• Tasks for this exercise
(A) According to the forum excerpt, how many possible choices are there for x?
(B) Duplicate the forum excerpt from "Our goal here" up to and including "in worst case.".
(C) Based on the forum excerpt, why does the required number x take the form ⌊a_i/2^p_i⌋?

• Excerpted passage
I saw the solution code after reading your reply. It makes sense to me now. Thank you!

Our goal here is to divide some numbers from this array by 2 in order to obtain $$$k$$$ equal elements. Let's say that the required number is $$$x$$$, this number is equal to one of the numbers in the final array; since any number in the final array is the result of dividing it by $$$2^p_i (0 <= p_i)$$$, where $$$p_i$$$ is the number of time we divided the $$$i-th$$$ number by 2, then $$$x$$$ is of the form $$$\lfloor a_i/2^p_i \rfloor$$$. Now, we know that there are $$$n$$$ numbers and in worst case for input size and values the maximum number in the array is equal to $$$n$$$, so each number can be divide by at most $$$\lfloor log(n) \rfloor + 1$$$ and we have $$$n$$$ numbers, so the number of possible choices for $$$x$$$ is $$$O(n*log(n))$$$.

It is known that there are n elements in the array. But why is the value of largest element n in worst case.

(Point labeling examples)
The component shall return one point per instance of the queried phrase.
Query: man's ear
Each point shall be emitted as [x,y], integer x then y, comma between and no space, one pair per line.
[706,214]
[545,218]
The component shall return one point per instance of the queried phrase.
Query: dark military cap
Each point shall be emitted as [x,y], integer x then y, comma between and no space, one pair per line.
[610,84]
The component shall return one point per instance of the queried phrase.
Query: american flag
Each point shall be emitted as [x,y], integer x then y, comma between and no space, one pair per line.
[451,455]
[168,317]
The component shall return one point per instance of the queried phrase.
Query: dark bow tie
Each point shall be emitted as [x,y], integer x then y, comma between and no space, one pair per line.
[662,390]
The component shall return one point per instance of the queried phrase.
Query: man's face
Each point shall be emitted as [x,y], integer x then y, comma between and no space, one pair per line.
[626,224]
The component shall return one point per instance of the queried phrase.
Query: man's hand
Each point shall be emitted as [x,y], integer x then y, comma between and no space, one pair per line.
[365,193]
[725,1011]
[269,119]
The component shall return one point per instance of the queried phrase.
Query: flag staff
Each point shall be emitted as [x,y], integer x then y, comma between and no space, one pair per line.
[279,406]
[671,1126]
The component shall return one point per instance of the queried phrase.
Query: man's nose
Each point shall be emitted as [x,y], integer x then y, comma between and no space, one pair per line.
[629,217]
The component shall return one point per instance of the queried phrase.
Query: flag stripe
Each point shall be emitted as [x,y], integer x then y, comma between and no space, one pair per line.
...
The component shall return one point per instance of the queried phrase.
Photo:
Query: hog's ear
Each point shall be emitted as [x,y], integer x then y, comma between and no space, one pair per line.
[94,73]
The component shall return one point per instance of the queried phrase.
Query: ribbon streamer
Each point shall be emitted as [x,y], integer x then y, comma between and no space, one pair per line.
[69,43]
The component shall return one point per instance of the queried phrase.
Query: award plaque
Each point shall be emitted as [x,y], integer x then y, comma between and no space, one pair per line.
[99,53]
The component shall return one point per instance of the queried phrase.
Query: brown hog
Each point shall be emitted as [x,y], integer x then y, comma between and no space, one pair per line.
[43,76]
* * *
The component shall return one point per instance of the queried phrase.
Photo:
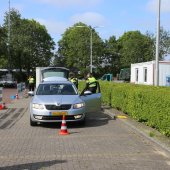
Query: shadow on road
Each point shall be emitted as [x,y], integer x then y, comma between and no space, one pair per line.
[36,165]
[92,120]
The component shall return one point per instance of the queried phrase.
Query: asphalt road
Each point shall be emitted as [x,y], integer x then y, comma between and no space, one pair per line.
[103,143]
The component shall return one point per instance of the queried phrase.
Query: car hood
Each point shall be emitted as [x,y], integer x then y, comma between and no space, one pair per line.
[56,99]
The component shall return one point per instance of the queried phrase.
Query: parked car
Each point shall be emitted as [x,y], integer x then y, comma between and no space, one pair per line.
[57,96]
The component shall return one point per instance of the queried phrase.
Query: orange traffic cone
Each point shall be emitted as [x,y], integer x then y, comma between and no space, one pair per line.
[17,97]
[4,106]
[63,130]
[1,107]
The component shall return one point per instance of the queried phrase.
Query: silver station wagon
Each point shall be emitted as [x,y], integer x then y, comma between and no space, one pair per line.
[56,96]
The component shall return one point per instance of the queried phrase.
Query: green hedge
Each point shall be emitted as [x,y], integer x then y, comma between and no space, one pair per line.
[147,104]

• Per-task answers
(A) O(n*log(n))

(B)
Our goal here is to divide some numbers from this array by 2 in order to obtain $$$k$$$ equal elements. Let's say that the required number is $$$x$$$, this number is equal to one of the numbers in the final array; since any number in the final array is the result of dividing it by $$$2^p_i (0 <= p_i)$$$, where $$$p_i$$$ is the number of time we divided the $$$i-th$$$ number by 2, then $$$x$$$ is of the form $$$\lfloor a_i/2^p_i \rfloor$$$. Now, we know that there are $$$n$$$ numbers and in worst case for input size and values the maximum number in the array is equal to $$$n$$$, so each number can be divide by at most $$$\lfloor log(n) \rfloor + 1$$$ and we have $$$n$$$ numbers, so the number of possible choices for $$$x$$$ is $$$O(n*log(n))$$$.

It is known that there are n elements in the array. But why is the value of largest element n in worst case.

(C) The number x equals one of the numbers in the final array. Every number in the final array comes from dividing some a_i by 2^p_i, where p_i is the number of times the i-th number was divided by 2.